DATA FOR THIS TASK =
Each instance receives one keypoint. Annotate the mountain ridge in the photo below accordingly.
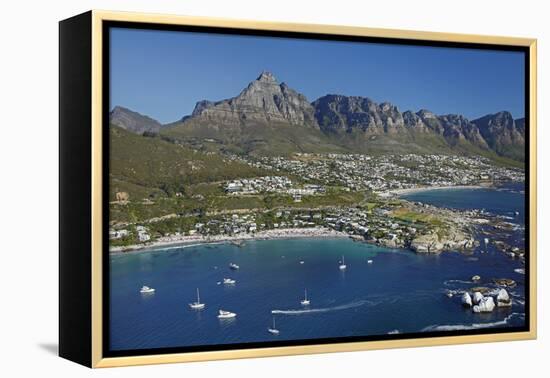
(271, 118)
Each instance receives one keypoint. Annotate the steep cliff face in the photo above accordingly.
(263, 101)
(268, 117)
(336, 114)
(503, 134)
(347, 114)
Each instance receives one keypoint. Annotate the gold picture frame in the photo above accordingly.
(93, 263)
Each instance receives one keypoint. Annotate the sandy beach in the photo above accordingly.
(400, 192)
(186, 240)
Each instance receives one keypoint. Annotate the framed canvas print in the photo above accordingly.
(236, 189)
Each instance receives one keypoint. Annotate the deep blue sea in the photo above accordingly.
(399, 292)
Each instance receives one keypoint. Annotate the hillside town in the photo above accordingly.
(387, 172)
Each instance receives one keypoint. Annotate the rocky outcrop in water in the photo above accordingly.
(466, 300)
(485, 304)
(503, 299)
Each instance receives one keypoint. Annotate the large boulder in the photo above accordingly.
(506, 282)
(503, 299)
(477, 297)
(486, 304)
(428, 243)
(466, 300)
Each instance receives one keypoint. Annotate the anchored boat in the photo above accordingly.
(343, 265)
(273, 330)
(305, 301)
(197, 305)
(146, 289)
(226, 314)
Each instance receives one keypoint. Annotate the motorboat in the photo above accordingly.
(305, 301)
(146, 289)
(272, 329)
(342, 265)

WORK TASK =
Set each line down exactly, beginning at the one containing "Each instance receives one keypoint. Annotate the large" and ending at the last line of the material above.

EXERCISE SOLUTION =
Each instance receives one keypoint. Annotate the large boulder in the photo above accordingly.
(506, 282)
(503, 299)
(477, 297)
(486, 304)
(428, 243)
(466, 300)
Each instance receives one keypoint. Annotate the anchored boat in the photo above accordingly.
(343, 265)
(273, 330)
(305, 301)
(197, 305)
(146, 289)
(226, 314)
Each instance receives one keypoint. Annotate the motorboat in the photo above accordingly.
(305, 301)
(146, 289)
(272, 329)
(342, 265)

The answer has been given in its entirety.